++++ TEXT EXCERPT
Walter Horatio Pater|
(August 4, 1839 - July 30, 1894) - U.K.
Critic and essayist
Born near Stepney, London, he was the son of Richard Glode Pater and Maria Pater. His father was a surgeon, that is, he was in general practice among the poor of the East End. Walter had a brother and two sisters. After their father died in 1842, the mother and the children moved to the better area of Enfield. In 1853 the family moved to Harbledon near Canterbury so that Walter could attend the King's School at Canterbury as a day boy.
In October 1858 Walter Pater went up to Queen's College, Oxford. He soon discarded his religeous faith and became a sceptic. He read widely, including Charles Darwin, Matthew Arnold, and John Ruskin. He failed to give his examinations sufficient attention and was disappointed with his second class degree in Literae Humaniores when he graduated in December, 1862.
In February 1864 he was elected to a probationary fellowship in classics at Brasenose College, Oxford. The fellowship was confirmed in February, 1865.
He established himself as a critic of some note by the early 1890s, but there was talk of his influence being unhealthy. He was seen to be advocating cultivated hedonism. Oscar Wilde became a follower of Walter Pater's doctrine of "Art for Art's Sake". Walter Pater made both friends and enemies with his paganism.
++++++++
▶ PROBLEMS TO WORK ON
(1) In the Walter Pater biography, which college elected him to a probationary fellowship in classics in February 1864?
(2) From the Walter Pater biography, return the passage from "Critic and essayist" up to and including "as a day boy.", copied word for word.
++++ SUPPLIED INFORMATION
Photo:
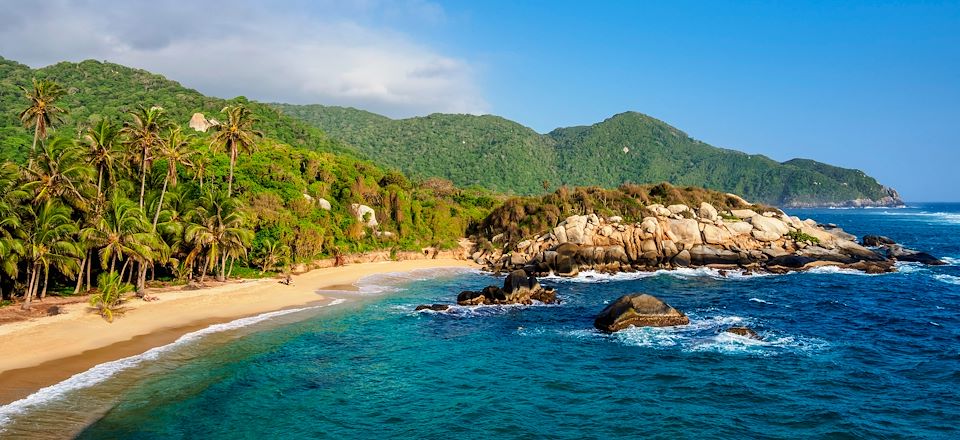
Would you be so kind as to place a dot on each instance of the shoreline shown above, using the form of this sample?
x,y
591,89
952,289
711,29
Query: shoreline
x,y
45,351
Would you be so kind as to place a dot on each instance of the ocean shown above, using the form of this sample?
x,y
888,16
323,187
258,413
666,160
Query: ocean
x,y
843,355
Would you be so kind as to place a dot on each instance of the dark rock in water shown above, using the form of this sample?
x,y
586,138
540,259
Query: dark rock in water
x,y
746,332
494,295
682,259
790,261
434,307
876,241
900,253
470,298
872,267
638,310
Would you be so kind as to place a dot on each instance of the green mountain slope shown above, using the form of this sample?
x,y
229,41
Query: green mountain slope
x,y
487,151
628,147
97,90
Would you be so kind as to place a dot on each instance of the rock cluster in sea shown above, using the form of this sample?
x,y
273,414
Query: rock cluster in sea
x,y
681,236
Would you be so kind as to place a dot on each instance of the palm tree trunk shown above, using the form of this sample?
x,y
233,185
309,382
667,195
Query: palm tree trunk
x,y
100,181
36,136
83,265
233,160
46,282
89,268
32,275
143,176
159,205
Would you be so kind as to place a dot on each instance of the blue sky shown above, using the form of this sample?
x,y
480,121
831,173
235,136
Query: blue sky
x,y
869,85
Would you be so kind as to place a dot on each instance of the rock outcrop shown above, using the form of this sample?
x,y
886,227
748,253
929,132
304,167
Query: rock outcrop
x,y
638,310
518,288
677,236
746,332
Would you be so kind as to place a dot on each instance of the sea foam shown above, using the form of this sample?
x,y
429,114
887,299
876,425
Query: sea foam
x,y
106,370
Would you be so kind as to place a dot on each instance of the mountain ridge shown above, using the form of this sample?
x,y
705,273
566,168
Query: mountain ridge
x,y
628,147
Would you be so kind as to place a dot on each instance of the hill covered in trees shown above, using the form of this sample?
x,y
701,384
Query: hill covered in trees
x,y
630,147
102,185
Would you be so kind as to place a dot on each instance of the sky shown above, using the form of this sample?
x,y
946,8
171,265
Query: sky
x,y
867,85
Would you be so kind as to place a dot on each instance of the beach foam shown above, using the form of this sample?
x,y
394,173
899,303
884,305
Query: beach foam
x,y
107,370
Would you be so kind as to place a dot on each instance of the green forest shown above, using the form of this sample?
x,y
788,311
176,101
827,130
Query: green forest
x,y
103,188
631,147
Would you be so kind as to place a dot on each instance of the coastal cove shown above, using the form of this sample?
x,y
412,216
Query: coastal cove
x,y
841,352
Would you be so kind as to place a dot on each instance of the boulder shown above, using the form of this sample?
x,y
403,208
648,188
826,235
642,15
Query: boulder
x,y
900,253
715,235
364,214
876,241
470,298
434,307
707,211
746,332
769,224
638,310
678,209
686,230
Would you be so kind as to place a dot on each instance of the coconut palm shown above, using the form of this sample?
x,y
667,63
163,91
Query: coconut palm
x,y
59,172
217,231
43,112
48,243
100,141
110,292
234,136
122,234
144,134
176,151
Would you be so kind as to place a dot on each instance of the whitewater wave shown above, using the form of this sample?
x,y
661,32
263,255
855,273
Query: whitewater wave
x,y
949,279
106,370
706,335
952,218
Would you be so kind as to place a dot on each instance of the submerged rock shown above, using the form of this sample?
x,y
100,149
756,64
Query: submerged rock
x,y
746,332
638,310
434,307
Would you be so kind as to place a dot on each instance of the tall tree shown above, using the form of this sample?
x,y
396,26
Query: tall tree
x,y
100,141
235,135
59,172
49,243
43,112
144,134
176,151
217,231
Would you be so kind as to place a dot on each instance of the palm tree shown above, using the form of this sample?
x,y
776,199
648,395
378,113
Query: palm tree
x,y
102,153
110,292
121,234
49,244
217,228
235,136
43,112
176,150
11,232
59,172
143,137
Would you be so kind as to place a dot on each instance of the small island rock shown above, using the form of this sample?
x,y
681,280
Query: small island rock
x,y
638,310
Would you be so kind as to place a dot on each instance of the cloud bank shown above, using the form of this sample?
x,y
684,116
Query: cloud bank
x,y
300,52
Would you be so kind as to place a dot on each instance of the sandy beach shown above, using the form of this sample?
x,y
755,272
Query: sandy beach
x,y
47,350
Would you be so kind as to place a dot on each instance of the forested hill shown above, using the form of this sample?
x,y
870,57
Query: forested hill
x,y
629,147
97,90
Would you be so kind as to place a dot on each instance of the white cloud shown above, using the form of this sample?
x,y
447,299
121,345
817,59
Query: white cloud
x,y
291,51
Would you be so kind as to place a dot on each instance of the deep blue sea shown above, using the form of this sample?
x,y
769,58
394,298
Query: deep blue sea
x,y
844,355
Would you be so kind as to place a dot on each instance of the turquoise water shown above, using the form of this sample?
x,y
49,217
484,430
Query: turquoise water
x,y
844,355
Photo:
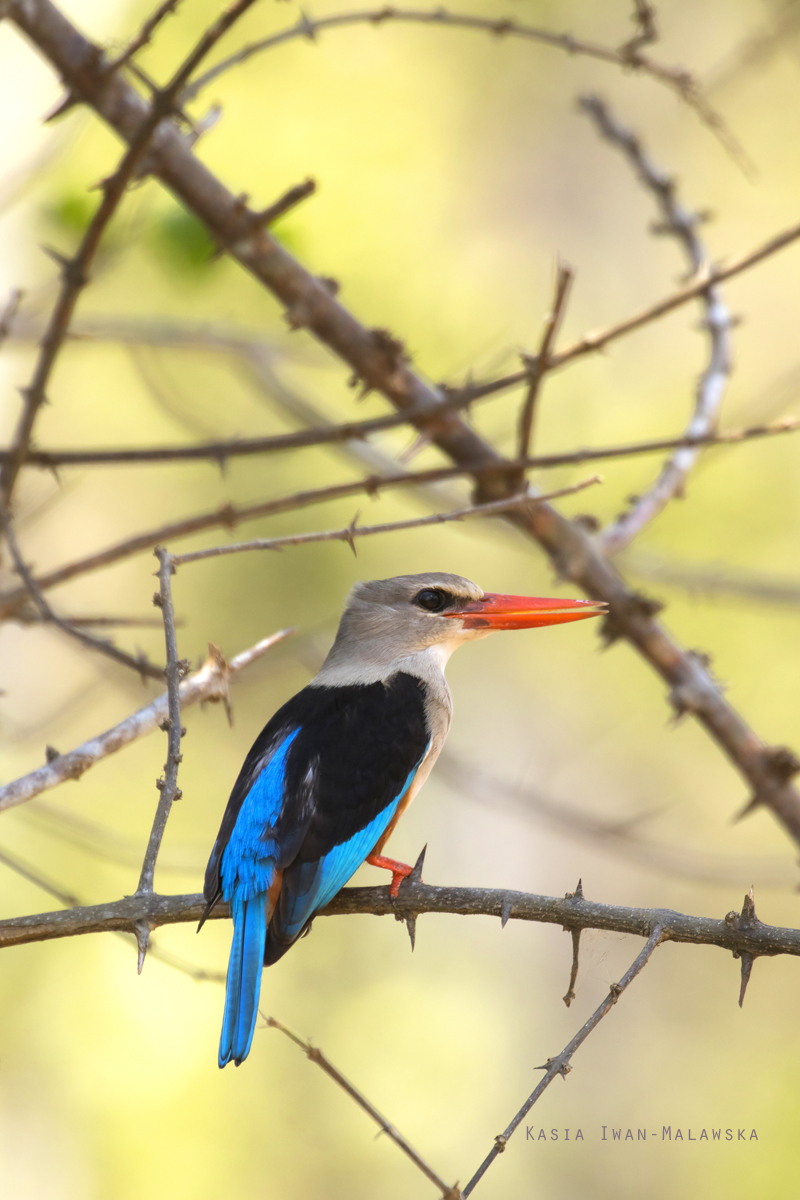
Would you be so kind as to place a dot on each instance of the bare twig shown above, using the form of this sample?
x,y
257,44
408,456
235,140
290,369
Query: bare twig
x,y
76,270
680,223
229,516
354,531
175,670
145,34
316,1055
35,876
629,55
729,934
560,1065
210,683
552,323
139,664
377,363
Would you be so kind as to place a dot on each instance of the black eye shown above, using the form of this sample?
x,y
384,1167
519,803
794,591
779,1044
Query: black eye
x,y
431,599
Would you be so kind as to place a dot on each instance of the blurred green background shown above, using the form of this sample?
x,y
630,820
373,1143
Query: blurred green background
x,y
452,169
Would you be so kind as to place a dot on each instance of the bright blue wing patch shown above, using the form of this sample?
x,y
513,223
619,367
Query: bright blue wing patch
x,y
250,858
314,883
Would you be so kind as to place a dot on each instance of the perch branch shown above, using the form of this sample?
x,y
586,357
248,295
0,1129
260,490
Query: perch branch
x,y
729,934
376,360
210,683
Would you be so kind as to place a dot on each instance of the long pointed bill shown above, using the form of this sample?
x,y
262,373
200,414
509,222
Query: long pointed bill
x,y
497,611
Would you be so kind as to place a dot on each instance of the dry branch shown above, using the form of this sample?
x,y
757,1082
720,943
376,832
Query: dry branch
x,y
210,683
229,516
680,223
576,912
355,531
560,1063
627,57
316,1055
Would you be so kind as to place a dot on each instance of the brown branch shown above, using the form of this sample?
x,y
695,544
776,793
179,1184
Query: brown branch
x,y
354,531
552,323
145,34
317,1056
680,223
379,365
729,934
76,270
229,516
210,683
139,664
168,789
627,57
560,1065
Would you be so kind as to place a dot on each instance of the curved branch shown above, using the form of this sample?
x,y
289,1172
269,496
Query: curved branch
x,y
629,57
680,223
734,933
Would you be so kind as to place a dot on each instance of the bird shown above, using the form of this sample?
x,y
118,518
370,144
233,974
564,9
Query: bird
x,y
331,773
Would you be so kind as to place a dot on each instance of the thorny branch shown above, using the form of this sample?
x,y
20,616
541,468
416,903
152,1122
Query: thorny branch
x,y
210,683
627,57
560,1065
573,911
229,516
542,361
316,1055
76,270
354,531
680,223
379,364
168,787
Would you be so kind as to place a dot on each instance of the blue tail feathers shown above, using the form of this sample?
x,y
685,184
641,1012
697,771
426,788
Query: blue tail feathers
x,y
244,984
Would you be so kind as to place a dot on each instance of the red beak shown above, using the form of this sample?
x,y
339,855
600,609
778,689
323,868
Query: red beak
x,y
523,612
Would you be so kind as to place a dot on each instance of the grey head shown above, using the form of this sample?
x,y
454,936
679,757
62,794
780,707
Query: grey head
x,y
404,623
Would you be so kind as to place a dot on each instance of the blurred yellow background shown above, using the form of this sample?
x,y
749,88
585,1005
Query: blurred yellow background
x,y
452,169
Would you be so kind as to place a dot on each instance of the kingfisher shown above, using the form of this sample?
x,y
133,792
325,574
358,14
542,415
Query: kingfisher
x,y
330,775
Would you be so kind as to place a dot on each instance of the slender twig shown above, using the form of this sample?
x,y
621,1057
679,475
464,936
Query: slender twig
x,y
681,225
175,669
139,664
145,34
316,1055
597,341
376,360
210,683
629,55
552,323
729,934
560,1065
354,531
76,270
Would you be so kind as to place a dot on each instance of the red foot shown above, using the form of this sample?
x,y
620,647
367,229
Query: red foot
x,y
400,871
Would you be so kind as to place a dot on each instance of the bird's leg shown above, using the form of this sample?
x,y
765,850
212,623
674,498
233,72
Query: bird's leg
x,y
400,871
++++++++
▶ ANSWER SET
(1) Brasenose College, Oxford

(2)
Critic and essayist
Born near Stepney, London, he was the son of Richard Glode Pater and Maria Pater. His father was a surgeon, that is, he was in general practice among the poor of the East End. Walter had a brother and two sisters. After their father died in 1842, the mother and the children moved to the better area of Enfield. In 1853 the family moved to Harbledon near Canterbury so that Walter could attend the King's School at Canterbury as a day boy.